:: Textausschnitt ::

Die Beratungsstelle Pro Familia wird 40 Jedes Jahr suchen dort 20000 Berliner Hilfe

Kondome in der Apotheke kaufen? „Nein, das würde ich mich nicht trauen“, sagt der 16-jährige Tobias. Dann lieber anonym im Kaufhaus welche besorgen oder dezent von Bekannten. Tobias hat eine Freundin, aber über Sexualität zu reden, das fällt dem Jugendlichen aus Tegel schwer. Mit den anderen Jungen und Mädchen aus der 8. Klasse der Julius-Leber-Hauptschule war Tobias am Donnerstag bei Pro Familia. Die Arbeit mit Schulklassen ist ein Schwerpunkt des Sexualberatungsvereins, der am heutigen Freitag sein 40-jähriges Bestehen feiert. Doch aller Aufklärung zum Trotz sei Sexualität auch heute noch für viele Menschen ein Tabu, sagen die Beraterinnen.

40 Jahre Pro Familia – das sind vier Jahrzehnte Einblicke in das Sexual- und Beziehungsleben der Menschen in dieser Stadt. Als der Verein 1964 begann, war Sexualität allenfalls ein Thema in den Schlafzimmern. Pro Familia beriet damals nur Schwangere, die über eine Abtreibung nachdachten. In den 70ern arbeitete der Verein vor allem politisch, er verstand sich als Teil der Frauenbewegung und klärte kritisch über die Pille auf. Ende der 70er widmete sich Pro Familia den Töchtern der ersten Gastarbeitergeneration. In den 80er Jahren verstärkte das Team die Angebote für Jugendliche, in den 90ern kam zur Information über alternative Verhütungsmittel wie das Diaphragma die Aufklärung über Aids-Risiken hinzu.

:::
:: Datensätze ::

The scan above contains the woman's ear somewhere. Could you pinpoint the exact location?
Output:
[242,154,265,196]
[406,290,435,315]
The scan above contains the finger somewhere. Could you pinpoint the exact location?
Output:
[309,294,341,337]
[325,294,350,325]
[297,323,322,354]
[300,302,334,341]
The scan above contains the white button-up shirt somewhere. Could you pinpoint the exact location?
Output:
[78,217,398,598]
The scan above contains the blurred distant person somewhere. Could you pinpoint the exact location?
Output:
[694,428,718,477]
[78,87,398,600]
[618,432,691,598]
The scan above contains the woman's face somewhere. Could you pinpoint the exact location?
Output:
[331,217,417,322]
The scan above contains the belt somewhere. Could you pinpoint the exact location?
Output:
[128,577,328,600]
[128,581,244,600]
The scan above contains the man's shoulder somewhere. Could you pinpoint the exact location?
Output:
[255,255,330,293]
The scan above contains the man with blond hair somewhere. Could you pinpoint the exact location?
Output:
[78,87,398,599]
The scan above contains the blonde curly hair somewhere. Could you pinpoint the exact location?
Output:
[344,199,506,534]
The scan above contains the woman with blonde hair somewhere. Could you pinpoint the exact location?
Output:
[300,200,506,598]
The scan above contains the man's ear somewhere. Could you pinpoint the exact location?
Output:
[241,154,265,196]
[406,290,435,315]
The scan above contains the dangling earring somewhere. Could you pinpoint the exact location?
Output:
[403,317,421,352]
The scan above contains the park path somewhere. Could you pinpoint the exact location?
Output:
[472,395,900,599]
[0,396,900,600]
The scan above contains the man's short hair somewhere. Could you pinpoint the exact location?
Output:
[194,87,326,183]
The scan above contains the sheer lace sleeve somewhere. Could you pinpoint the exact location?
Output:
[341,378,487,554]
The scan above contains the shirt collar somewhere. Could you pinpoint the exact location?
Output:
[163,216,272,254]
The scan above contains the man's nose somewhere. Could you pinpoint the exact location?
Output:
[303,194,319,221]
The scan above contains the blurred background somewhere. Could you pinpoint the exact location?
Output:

:::

▶ **Arbeitsaufträge**
**1.** Beantworte die folgenden Fragen zum Text über Pro Familia.
(a) Welche Klasse und welche Schule besucht Tobias?
(b) Wen beriet Pro Familia zu Beginn im Jahr 1964?
(c) Worüber klärte der Verein in den 90er Jahren zusätzlich auf?
**2.** Fasse den Text über Pro Familia in zwei Sätzen zusammen.
**3.** Schreibe den Text über Pro Familia nach seinem letzten Satz in drei bis vier Sätzen weiter.

▶ **Lösungen**
**1.**
(a) Er besucht die 8. Klasse der Julius-Leber-Hauptschule.
(b) Pro Familia beriet damals nur Schwangere, die über eine Abtreibung nachdachten.
(c) Zur Information über alternative Verhütungsmittel wie das Diaphragma kam die Aufklärung über Aids-Risiken hinzu.

**2.** Die Berliner Beratungsstelle Pro Familia, bei der jedes Jahr 20000 Menschen Hilfe suchen, feiert ihr 40-jähriges Bestehen und arbeitet schwerpunktmäßig mit Schulklassen, doch laut den Beraterinnen ist Sexualität für viele noch immer ein Tabu. Seit 1964 reichte die Arbeit des Vereins von der Beratung Schwangerer über die politische Aufklärung über die Pille in den 70ern bis zu Angeboten für Jugendliche und zur Aufklärung über Aids-Risiken.

**3.**
Noch vor wenigen Jahren seien Jugendliche in Schule und Elternhaus derart intensiv mit dem Thema konfrontiert worden, erinnern sich die Beraterinnen, dass sie bei Pro Familia oft nur abwinkten: Darüber können wir nichts mehr hören. Inzwischen zeigen Jugendliche wieder erschreckende Wissenslücken. Verbreitet sei etwa die Auffassung, Aids sei eine Krankheit wie jede andere, die man mit Medikamenten locker in den Griff kriegen könne. Deswegen hofft der Verein, künftig wieder ein Aids-Jugendprojekt anbieten zu können, das wegen Kürzungen eingestellt werden musste.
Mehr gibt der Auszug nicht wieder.